# Touch Pads



## Denise King (May 31, 2009)

Yesterday I was watching a freebie Michael Ellis video on training your dog to the Touch Pad. Ok, I went and bought a suitable touch pad and using marker with food I quickly taught him to put his two front feet on the pad. Now I can't find any information on using it on specific exercises! Anybody have any resourses?

Denise


----------



## Connie Sutherland (Mar 27, 2006)

Denise King said:


> Yesterday I was watching a freebie Michael Ellis video on training your dog to the Touch Pad. Ok, I went and bought a suitable touch pad and using marker with food I quickly taught him to put his two front feet on the pad. Now I can't find any information on using it on specific exercises! Anybody have any resourses?
> 
> Denise



What kind of exercises? Jumps, send-away?


----------



## Denise King (May 31, 2009)

The video I was watching showed only how to teach the dog to put their feet on the pad and now I need to know how to put it to use!


----------



## Michelle Kutelis (Sep 28, 2006)

Try searching youtube for "perch work" and "brick work".


----------



## Connie Sutherland (Mar 27, 2006)

### Data provided
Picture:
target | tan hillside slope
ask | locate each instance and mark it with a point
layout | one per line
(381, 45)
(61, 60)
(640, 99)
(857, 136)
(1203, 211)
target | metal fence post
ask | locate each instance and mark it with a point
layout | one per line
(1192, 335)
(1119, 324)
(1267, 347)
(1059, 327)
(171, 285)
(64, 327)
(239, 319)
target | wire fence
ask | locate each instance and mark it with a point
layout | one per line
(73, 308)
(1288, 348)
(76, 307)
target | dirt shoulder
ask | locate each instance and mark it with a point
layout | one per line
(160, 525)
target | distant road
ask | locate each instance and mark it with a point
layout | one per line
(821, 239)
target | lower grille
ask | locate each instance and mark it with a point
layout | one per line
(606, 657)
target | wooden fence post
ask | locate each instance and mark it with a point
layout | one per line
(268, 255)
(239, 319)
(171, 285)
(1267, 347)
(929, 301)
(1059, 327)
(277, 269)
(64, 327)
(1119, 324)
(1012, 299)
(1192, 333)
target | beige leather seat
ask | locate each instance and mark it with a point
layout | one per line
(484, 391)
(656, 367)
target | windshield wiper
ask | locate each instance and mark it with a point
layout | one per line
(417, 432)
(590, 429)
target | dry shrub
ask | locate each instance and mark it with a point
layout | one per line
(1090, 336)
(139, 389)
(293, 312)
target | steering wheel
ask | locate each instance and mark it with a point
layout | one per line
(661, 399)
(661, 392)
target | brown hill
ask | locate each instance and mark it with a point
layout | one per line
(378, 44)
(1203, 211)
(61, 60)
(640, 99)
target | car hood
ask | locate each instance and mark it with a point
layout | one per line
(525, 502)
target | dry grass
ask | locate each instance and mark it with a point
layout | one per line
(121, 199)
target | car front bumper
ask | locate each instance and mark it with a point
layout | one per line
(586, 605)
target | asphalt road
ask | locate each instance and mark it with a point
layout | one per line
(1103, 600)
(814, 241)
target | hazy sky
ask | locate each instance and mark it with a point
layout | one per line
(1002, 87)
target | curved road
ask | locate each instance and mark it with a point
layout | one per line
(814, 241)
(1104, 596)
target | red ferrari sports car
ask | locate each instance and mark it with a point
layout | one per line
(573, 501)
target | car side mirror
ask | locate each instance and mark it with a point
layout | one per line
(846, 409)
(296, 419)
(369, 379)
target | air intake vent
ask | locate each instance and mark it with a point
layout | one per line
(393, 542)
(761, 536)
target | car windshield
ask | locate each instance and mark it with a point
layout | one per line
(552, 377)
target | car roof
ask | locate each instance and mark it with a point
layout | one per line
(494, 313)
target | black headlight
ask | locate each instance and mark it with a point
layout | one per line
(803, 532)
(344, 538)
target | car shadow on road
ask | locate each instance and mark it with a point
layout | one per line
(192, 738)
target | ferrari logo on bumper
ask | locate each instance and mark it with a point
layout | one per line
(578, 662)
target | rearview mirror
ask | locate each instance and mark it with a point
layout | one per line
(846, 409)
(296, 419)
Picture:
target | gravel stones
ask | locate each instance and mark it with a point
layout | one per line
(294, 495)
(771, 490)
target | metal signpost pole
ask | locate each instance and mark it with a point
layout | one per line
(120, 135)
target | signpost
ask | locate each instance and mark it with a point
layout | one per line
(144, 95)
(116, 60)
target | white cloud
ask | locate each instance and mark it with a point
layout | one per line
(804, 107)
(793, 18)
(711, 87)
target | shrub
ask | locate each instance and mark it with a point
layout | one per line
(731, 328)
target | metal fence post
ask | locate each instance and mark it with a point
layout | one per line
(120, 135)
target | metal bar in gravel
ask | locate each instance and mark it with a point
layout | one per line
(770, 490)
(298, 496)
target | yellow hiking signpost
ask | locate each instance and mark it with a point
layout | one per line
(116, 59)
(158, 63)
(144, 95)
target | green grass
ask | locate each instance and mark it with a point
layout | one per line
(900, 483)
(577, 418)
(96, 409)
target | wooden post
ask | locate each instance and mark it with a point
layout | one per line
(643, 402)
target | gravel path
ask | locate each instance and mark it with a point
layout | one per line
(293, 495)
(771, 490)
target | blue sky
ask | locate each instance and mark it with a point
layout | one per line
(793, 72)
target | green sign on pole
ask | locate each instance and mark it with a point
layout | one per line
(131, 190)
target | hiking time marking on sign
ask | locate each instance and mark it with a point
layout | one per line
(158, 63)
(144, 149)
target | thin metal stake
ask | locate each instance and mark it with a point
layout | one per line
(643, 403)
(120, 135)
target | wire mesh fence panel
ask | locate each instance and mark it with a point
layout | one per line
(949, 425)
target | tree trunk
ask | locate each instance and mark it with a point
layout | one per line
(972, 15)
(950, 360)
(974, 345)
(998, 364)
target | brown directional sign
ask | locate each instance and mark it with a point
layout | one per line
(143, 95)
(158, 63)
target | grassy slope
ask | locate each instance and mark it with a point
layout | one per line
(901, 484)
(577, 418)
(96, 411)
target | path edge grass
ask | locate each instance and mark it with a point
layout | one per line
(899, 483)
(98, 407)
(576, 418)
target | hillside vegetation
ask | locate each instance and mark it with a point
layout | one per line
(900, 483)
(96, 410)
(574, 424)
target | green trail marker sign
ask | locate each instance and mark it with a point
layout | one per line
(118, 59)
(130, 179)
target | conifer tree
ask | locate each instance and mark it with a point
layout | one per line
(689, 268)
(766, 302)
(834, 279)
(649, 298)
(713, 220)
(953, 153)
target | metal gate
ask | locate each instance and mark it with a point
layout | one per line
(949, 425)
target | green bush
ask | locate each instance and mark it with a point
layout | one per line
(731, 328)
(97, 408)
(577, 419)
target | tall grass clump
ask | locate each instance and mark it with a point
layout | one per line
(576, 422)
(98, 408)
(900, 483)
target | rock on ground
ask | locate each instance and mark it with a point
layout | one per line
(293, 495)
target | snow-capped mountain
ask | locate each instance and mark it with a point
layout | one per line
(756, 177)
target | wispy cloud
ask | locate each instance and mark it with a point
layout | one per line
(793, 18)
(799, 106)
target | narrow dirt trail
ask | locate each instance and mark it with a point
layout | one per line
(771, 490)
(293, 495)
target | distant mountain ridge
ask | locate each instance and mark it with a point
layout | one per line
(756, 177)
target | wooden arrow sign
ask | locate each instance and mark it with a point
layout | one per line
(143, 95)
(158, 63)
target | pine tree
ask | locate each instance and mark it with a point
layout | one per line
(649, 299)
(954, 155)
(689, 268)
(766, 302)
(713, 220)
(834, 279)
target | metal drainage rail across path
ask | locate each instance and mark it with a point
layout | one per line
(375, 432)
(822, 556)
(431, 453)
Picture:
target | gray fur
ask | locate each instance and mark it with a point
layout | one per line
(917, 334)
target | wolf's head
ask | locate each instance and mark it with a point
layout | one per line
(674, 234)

### Task instructions
a - Answer these from the touch pad thread:
(i) Whose free video was Denise King watching?
(ii) Using marker with food, what did she teach her dog to do?
(iii) What two search terms does Michelle Kutelis suggest for YouTube?
b - Reproduce the records verbatim from the line containing "target | narrow dirt trail" through the end of the records, including both ends.
The touch pad thread and the records have nothing to do with each other.

### Task responses
a -
(i) Michael Ellis's.
(ii) To put his two front feet on the pad.
(iii) "perch work" and "brick work".

b -
target | narrow dirt trail
ask | locate each instance and mark it with a point
layout | one per line
(771, 490)
(293, 495)
target | distant mountain ridge
ask | locate each instance and mark it with a point
layout | one per line
(756, 177)
target | wooden arrow sign
ask | locate each instance and mark it with a point
layout | one per line
(143, 95)
(158, 63)
target | pine tree
ask | locate each instance and mark it with a point
layout | one per line
(649, 299)
(954, 155)
(689, 268)
(766, 302)
(713, 220)
(834, 279)
target | metal drainage rail across path
ask | locate each instance and mark it with a point
layout | one per line
(375, 432)
(822, 556)
(431, 453)
Picture:
target | gray fur
ask | locate each instance and mark it with a point
layout | one per line
(917, 334)
target | wolf's head
ask | locate each instance and mark it with a point
layout | one per line
(674, 234)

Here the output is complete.